_課題 1_:
水原市の紹介文をもとに、次の問いに答えてください。
(a) 2024年11月時点の水原市の人口は何人か。
(b) 華城行宮は、王の行幸時に何として用いられたか。
(c) ソウル駅から水原駅までは、KTXやムグンファ号などで何分の距離か。
_課題 2_: 水原市の紹介文のうち、"スターフィールド水原のピョルマダン図書館"を含む語句で始まり"内バスも数多く運行している。"で終わる部分を、そのまま繰り返してください。
_課題 3_: 水原市の紹介文を、最後の文の後から続けて書いてください。

_出典抜粋_:
+ + + + +

スターフィールド水原のピョルマダン図書館

水原市は京畿道の道庁所在地。道の南西部に位置し、市の北部は京畿道義王市、北東部から東部にかけては京畿道龍仁市、南部から南西部にかけては京畿道華城市、西部は京畿道安山市と接する。人口は119万3477人で、京畿道ではもっとも多く、市郡としては特別市や広域市を含めても、広域市の蔚山市を上回って7番目に多い(2024年11月)[1]

代表的な観光地に、ユネスコの世界文化遺産に登録される水原華城(スウォンファソン、수원화성)があり、王の行幸時に居所として用いられた華城行宮(ファソンヘングン、화성행궁)のほか、東西南北の四大門を構成する蒼龍門(チャンニョンムン、창룡문)、華西門(ファソムン、화서문)、八達門(パルタルムン、팔달문)、長安門(チャンアンムン、장안문)や、北水門の華虹門(ファホンムン、화홍문)、かつて兵士の訓練場だった錬武台/東将台(ヨンムデ/トンジャンデ、연무대/동장대)など数多くの見どころがある。華城行宮の近隣には飲食店やカフェ、工房などが多く、行理団キル(ヘンニダンキル、행리단길)と呼ばれる人気のストリートがあり、一帯にはドラマのロケ地も多く集まる。そのほか、大規模商業施設のスターフィールド水原(스타필드 수원)とその内部に位置するピョルマダン図書館(별마당 도서관)や、水原博物館(수원박물관)、サムスンイノベーションミュージアム(삼성이노베이션뮤지엄)、西洋画家の羅蕙錫(ナ・ヘソク、나혜석)にちなんだ羅蕙錫通り(나혜석거리)などがある。

ソウル市からのアクセスは、ソウル駅から水原駅までKTXやムグンファ号などで30~40分の距離。また、首都圏電鉄1号線、水仁・盆唐線で水原駅などと結ばれているほか、ソウル市と水原市を行き来する市内バスも数多く運行している。

+ + + + +

_提供資料_:
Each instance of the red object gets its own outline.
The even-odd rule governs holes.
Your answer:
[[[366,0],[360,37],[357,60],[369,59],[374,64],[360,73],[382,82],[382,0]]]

+ + + + +

_解答 1_:
(a) 119万3477人
(b) 居所
(c) 30~40分

_解答 2_:
スターフィールド水原のピョルマダン図書館

水原市は京畿道の道庁所在地。道の南西部に位置し、市の北部は京畿道義王市、北東部から東部にかけては京畿道龍仁市、南部から南西部にかけては京畿道華城市、西部は京畿道安山市と接する。人口は119万3477人で、京畿道ではもっとも多く、市郡としては特別市や広域市を含めても、広域市の蔚山市を上回って7番目に多い(2024年11月)[1]

代表的な観光地に、ユネスコの世界文化遺産に登録される水原華城(スウォンファソン、수원화성)があり、王の行幸時に居所として用いられた華城行宮(ファソンヘングン、화성행궁)のほか、東西南北の四大門を構成する蒼龍門(チャンニョンムン、창룡문)、華西門(ファソムン、화서문)、八達門(パルタルムン、팔달문)、長安門(チャンアンムン、장안문)や、北水門の華虹門(ファホンムン、화홍문)、かつて兵士の訓練場だった錬武台/東将台(ヨンムデ/トンジャンデ、연무대/동장대)など数多くの見どころがある。華城行宮の近隣には飲食店やカフェ、工房などが多く、行理団キル(ヘンニダンキル、행리단길)と呼ばれる人気のストリートがあり、一帯にはドラマのロケ地も多く集まる。そのほか、大規模商業施設のスターフィールド水原(스타필드 수원)とその内部に位置するピョルマダン図書館(별마당 도서관)や、水原博物館(수원박물관)、サムスンイノベーションミュージアム(삼성이노베이션뮤지엄)、西洋画家の羅蕙錫(ナ・ヘソク、나혜석)にちなんだ羅蕙錫通り(나혜석거리)などがある。

ソウル市からのアクセスは、ソウル駅から水原駅までKTXやムグンファ号などで30~40分の距離。また、首都圏電鉄1号線、水仁・盆唐線で水原駅などと結ばれているほか、ソウル市と水原市を行き来する市内バスも数多く運行している。

_解答 3_:
食文化の背景

 
水原華城の八達門

水原華城を中心として古くから大規模な商圏があり、数々の名物料理が生まれている。水原市といえば、まず何よりもカルビグイ(牛カルビ焼き/갈비구이)が有名で、地名を冠して水原カルビ(수원갈비)と呼ばれるが、これは八達門(南門)近くの水原栄洞市場(スウォンヨンドンシジャン、수원영동시장)で1945年に創業した「華春屋(ファチュノク、화춘옥)」を元祖とする。近隣の南水洞(ナムスドン、남수동)では1970年代からトンダク(丸鶏揚げ/통닭)の専門店が増えて「水原トンダク通り(수원통닭거리)」が生まれ、池洞(チドン、지동)の「池洞市場(チドンシジャン、지동시장)」ではスンデコプチャンボックム(腸詰と豚ホルモンの炒め物、순대곱창볶음)が名物となっている。華城行宮の周辺は飲食店やカフェが多く、行理団キル(ヘンニダンキル、행리단길)と呼ばれて人気を集める。

代表的な料理

 
水原カルビ

カルビグイ(牛カルビ焼き/갈비구이)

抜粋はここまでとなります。